Tarefa solicitada A: Liste todas as tradições ligadas a Santo Antônio dos Anjos que o texto sobre as tradições lagunenses descreve.

Texto de origem:
_____

As tradições
nada mais são do que a ciência de um povo, cultura, hábitos, normas e doutrinas
que compõe o arcabouço de seu patrimônio imaterial, atravessando gerações.
Pois são as mais diversas as
tradições que o povo lagunense pratica ao longo dos anos, em relação ao seu
padroeiro Santo Antônio dos Anjos.
Uma delas é que, ao encerrar da festa, os devotos, pós-procissão, colhem as flores do andor. Uma verdadeira relíquia para os fiéis.
Uma delas é que, ao encerrar da festa, os devotos, pós-procissão, colhem as flores do andor. Uma verdadeira relíquia para os fiéis.
Outra tradição,
ainda amplamente praticada, é a colocação de bilhetinhos em nichos da imagem,
antes de ser conduzida ao altar-mor, alguns dias após as festividades.
De todos os
santos é bem provável que Santo Antônio seja o mais venerado.
Veio de
Portugal para o Brasil com fama de casamenteiro e por aqui se tornou também
conhecido.
Além de ser o
santo das causas perdidas, a quem o crente recorre no momento de desespero e de
procura, através do responso.
A paradinha do Santo
Outra tradição
que foi incorporada à cultura local, é a famosa paradinha da imagem do santo.
Dizem os
costumes que, se no dia da Procissão o santo der uma paradinha casual defronte
a uma casa e nela estiver uma moça solteira, é batata. Casamento na certa, e em
breve.
E que ninguém
duvide, porque atestam os mais antigos que Santo Antônio dos Anjos já operou
verdadeiros milagres por essas bandas, “desencalhando” muitas titias que já
eram dadas como casos perdidos.
No entanto, há
um porém: se o santo desse a paradinha e não houvesse moça com vistas a matrimônio,
morreria uma pessoa ali residente.
Imaginem a
torcida. Ou não.
Bem por isso,
contam os mais antigos da Laguna, que casais de mais idade ou que não tinham
filhas, convidavam sobrinhas, parentes ou moças conhecidas para se postarem nas
janelas de suas casas.
Uma forma de
fugir a presságios, digamos, funestos. Como se alguém pudesse ludibriar o
santo...
O Toc-Toc-Toc na porta da igreja
Outra tradição
que ainda se perpetua nos dias atuais, se dá por volta da meia-noite do dia 12 para 13 de junho quando, com a igreja fechada, moças se posicionam defronte
à porta frontal e central da matriz, formulando o desejo de encontrar seu príncipe
encantado.
Em cada batida
na porta o diálogo com o santo, repetido três vezes:
- Toc. Toc.
Toc. Santo Antônio, Santo Antônio, se estais dormindo acorda. Se estais
acordado, responda pela boca de alguém o nome da pessoa com quem vou me casar.

_____

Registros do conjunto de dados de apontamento
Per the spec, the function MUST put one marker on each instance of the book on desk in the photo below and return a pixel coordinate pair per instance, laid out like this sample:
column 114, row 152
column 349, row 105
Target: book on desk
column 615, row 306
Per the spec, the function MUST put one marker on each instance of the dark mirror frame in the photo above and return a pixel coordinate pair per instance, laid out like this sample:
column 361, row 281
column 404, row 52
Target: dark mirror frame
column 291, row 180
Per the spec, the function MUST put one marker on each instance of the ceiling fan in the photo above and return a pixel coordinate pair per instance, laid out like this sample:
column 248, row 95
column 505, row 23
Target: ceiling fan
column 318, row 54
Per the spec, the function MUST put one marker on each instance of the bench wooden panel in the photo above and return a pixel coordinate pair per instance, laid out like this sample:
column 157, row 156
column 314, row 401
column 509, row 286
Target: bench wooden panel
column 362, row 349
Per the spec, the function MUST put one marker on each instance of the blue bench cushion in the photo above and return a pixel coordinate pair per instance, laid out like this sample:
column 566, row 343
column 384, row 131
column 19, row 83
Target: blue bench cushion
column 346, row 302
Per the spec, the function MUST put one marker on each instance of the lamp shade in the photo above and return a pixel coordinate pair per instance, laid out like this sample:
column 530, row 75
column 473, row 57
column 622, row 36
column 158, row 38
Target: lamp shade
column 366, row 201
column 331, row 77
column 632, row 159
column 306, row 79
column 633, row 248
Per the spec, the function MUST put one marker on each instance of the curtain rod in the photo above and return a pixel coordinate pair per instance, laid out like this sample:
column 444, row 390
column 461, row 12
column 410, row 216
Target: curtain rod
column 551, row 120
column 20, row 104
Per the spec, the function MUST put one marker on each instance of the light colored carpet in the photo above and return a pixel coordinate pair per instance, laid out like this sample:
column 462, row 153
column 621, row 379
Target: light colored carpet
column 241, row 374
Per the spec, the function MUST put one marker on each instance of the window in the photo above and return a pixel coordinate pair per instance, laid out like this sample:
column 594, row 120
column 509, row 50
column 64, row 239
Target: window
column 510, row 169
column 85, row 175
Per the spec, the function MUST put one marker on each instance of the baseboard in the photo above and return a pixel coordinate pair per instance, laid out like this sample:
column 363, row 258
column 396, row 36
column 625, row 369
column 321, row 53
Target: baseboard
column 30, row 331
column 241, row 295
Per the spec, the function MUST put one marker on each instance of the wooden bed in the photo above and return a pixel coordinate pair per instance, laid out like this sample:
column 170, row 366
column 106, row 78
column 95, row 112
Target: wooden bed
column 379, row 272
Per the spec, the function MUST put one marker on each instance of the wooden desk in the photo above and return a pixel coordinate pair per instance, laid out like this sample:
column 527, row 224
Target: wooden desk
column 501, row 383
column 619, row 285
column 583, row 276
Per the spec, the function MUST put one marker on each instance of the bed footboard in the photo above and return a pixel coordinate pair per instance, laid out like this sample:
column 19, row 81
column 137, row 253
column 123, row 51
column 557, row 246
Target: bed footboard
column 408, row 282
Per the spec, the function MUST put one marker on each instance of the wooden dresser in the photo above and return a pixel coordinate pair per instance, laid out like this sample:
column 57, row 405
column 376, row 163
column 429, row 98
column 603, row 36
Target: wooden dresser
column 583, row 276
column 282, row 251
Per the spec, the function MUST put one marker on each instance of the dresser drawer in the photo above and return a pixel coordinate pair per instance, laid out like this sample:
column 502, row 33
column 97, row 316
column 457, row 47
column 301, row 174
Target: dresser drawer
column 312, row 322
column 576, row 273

_____

Tarefa solicitada B: Reproduza sem nenhuma alteração as linhas dos registros, do início dos registros até a linha que contém "column 362, row 349", incluída.

Resposta esperada A:
- Colher as flores do andor ao encerrar da festa, depois da procissão.
- Colocar bilhetinhos em nichos da imagem antes de ela ser conduzida ao altar-mor, alguns dias após as festividades.
- A paradinha da imagem do santo defronte a uma casa no dia da procissão.
- O toc-toc-toc na porta da igreja, por volta da meia-noite do dia 12 para 13 de junho.

Resposta esperada B:
Per the spec, the function MUST put one marker on each instance of the book on desk in the photo below and return a pixel coordinate pair per instance, laid out like this sample:
column 114, row 152
column 349, row 105
Target: book on desk
column 615, row 306
Per the spec, the function MUST put one marker on each instance of the dark mirror frame in the photo above and return a pixel coordinate pair per instance, laid out like this sample:
column 361, row 281
column 404, row 52
Target: dark mirror frame
column 291, row 180
Per the spec, the function MUST put one marker on each instance of the ceiling fan in the photo above and return a pixel coordinate pair per instance, laid out like this sample:
column 248, row 95
column 505, row 23
Target: ceiling fan
column 318, row 54
Per the spec, the function MUST put one marker on each instance of the bench wooden panel in the photo above and return a pixel coordinate pair per instance, laid out like this sample:
column 157, row 156
column 314, row 401
column 509, row 286
Target: bench wooden panel
column 362, row 349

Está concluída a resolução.